Envol méta et chute mélo, cordes vocales et lignes de poing, opéra éthéré et stand-up bestial, orgue sans âge dans laquelle s’engouffre l’air du temps  : s’il ne devait rester qu’un film de 2021, ce serait Annette. Dénué de toute compromission, invalidant toute notion de genre, le film de Carax redonne foi dans un cinéma total, où toutes les virtualités du réel s’entremêlent à nos imaginaires enfiévrés et flamboyants. Et comme le font les grands films, Annette a fait de nous des spectateurs plus généreux, mieux disposés à recevoir les émotions d’une bien belle année cinématographique : soudain, la bromance de First Cow nous parut encore plus douce, le bang d’Apichatpong plus renversant… Merci, Leos. Et à bientôt ? 

1. Annette de Leos Carax

Tragédie baroque, authentique et en-chantée qui fait rimer Sparks avec Carax, A. Driver avec Atrides, #Metoo avec Erinyes. L’Agamemnon de 2021 donne toujours dans le féminicide, rien de plus médusant qu’un radeau sous la vague et Here in Heaven,Talent is definitely an Asset.

# DONNÉES
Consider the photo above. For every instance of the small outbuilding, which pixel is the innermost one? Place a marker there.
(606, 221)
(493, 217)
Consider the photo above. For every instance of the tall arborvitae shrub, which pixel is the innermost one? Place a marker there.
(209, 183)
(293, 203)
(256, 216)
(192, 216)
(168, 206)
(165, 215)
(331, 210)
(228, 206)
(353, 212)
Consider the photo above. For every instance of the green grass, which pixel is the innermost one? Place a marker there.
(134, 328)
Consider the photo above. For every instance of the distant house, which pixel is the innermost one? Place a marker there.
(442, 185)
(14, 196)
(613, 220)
---
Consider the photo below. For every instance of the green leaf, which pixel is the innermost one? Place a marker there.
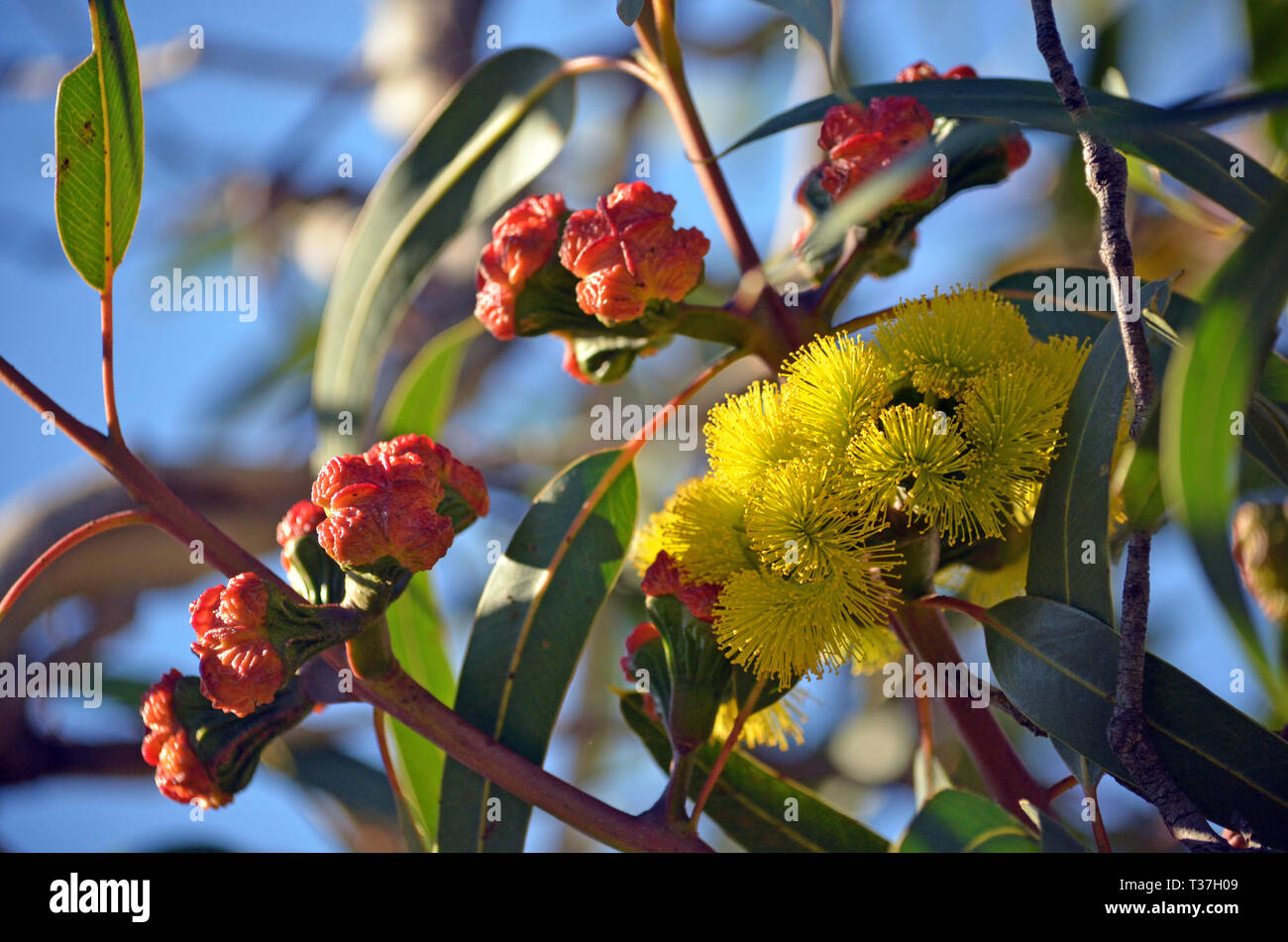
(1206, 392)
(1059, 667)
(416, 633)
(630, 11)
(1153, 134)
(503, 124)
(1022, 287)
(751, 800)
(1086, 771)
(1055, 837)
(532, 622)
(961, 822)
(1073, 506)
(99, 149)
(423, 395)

# CONSIGNE A
Extrayez de l'extrait sur Annette le passage allant de "Envol méta et" jusqu'à "à bientôt ?" inclus, sans rien y changer.
# CONSIGNE B
Répondez aux questions suivantes à partir de l'extrait sur Annette :
(i) Qui a réalisé Annette ?
(ii) Quel film est évoqué pour sa « bromance » ?
(iii) Avec quel nom la tragédie fait-elle rimer Carax ?
# CONSIGNE C
Poursuivez l'extrait sur Annette à partir de l'endroit où il s'arrête.
Il n'est pas nécessaire de consulter le matériel.

# RÉPONSE A
Envol méta et chute mélo, cordes vocales et lignes de poing, opéra éthéré et stand-up bestial, orgue sans âge dans laquelle s’engouffre l’air du temps  : s’il ne devait rester qu’un film de 2021, ce serait Annette. Dénué de toute compromission, invalidant toute notion de genre, le film de Carax redonne foi dans un cinéma total, où toutes les virtualités du réel s’entremêlent à nos imaginaires enfiévrés et flamboyants. Et comme le font les grands films, Annette a fait de nous des spectateurs plus généreux, mieux disposés à recevoir les émotions d’une bien belle année cinématographique : soudain, la bromance de First Cow nous parut encore plus douce, le bang d’Apichatpong plus renversant… Merci, Leos. Et à bientôt ?

# RÉPONSE B
(i) Leos Carax.
(ii) First Cow.
(iii) Sparks.

# RÉPONSE C
Hélène Boons

Retrouvez la critique complète d’Annette

2. First Cow de Kelly Reichardt

Dans First Cow, l’histoire de la conquête de l’Ouest prend une allure de fable dans une forêt enchantée de l’Oregon. Cookie et son compère fabriquent des beignets, arrangent leur maisonnette et façonnent une vie nouvelle. Kelly Reichardt filme avec délicatesse la naissance d’une amitié masculine comme pour mieux faire cesser un instant le vacarme des grands récits fondateurs de l’Amérique. La nature est nourricière, c’est en son sein que le western retrouve son ingénuité, son sens élégiaque.

Marthe Statius

Retrouvez notre portrait de Kelly Reichardt

3. Memoria d’Apichatpong Weerasethakul

Perdu dans un monde désenchanté, dénué de merveilleux, de toute présence du divin, le dernier film de Weerasethakul s’ouvre par un bang et se finit dans le silence d’une nuit qui durera peut-être toujours. Signe des temps, le fantastique et l’inquiétude ont envahi son cinéma. Pour contrer les ténèbres, un seul rempart, aussi ténu qu’infranchissable : la musique, réelle comme rêvée.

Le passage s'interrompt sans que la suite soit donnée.